__GIVEN PROBLEM__: Print the line containing "Please annotate the coach" and each line after it through the end, please, with nothing added.

-- Begin SOURCE DATA --

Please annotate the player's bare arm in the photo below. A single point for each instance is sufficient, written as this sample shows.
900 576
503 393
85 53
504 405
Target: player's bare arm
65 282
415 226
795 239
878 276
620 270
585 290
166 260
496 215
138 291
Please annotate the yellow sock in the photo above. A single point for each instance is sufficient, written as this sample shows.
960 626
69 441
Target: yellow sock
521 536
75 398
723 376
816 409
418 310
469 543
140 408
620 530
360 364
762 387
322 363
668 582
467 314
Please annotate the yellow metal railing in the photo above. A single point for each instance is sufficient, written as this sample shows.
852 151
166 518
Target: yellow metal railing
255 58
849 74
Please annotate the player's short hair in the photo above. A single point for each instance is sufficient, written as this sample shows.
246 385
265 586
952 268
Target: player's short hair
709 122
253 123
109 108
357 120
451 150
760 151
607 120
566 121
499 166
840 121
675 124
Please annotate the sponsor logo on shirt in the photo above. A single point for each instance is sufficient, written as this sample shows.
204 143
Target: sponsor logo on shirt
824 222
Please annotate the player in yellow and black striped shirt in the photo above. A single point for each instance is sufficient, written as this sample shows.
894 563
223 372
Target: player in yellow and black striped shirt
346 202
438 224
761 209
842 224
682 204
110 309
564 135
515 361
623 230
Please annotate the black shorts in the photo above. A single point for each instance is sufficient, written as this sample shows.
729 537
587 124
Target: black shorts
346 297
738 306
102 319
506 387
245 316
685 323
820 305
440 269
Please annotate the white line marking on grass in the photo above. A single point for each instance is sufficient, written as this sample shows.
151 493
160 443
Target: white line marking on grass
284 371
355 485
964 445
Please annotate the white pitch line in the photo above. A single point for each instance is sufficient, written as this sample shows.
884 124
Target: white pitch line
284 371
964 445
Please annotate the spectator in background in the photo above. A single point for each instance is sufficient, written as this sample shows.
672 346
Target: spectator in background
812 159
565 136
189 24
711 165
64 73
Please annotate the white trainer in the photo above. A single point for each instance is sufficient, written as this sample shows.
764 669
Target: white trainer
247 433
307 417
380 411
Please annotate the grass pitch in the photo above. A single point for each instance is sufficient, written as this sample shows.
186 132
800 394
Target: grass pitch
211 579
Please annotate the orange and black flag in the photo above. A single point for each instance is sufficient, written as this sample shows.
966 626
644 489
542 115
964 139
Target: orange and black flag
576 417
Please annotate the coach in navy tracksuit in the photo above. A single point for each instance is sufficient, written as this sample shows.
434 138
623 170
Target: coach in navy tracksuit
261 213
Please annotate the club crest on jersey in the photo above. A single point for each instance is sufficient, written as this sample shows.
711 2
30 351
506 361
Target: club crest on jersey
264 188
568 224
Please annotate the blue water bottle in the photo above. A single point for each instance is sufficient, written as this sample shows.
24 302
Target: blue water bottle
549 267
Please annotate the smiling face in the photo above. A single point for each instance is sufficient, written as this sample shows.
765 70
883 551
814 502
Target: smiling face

-- End SOURCE DATA --

__EXPECTED ANSWER__:
Please annotate the coach in navy tracksuit in the photo above. A single point for each instance is sufficient, written as this sample shows.
434 138
623 170
Target: coach in navy tracksuit
261 213
Please annotate the club crest on jersey in the photo above. A single point for each instance is sufficient, written as this sample shows.
711 2
30 351
506 361
Target: club crest on jersey
264 188
568 224
Please annotate the blue water bottle in the photo above. A single point for each instance is sufficient, written as this sample shows.
24 302
Target: blue water bottle
549 267
Please annotate the smiling face in the photo above. A single point for each instance is sufficient, written as this sample shows.
765 70
883 551
814 502
Target: smiling face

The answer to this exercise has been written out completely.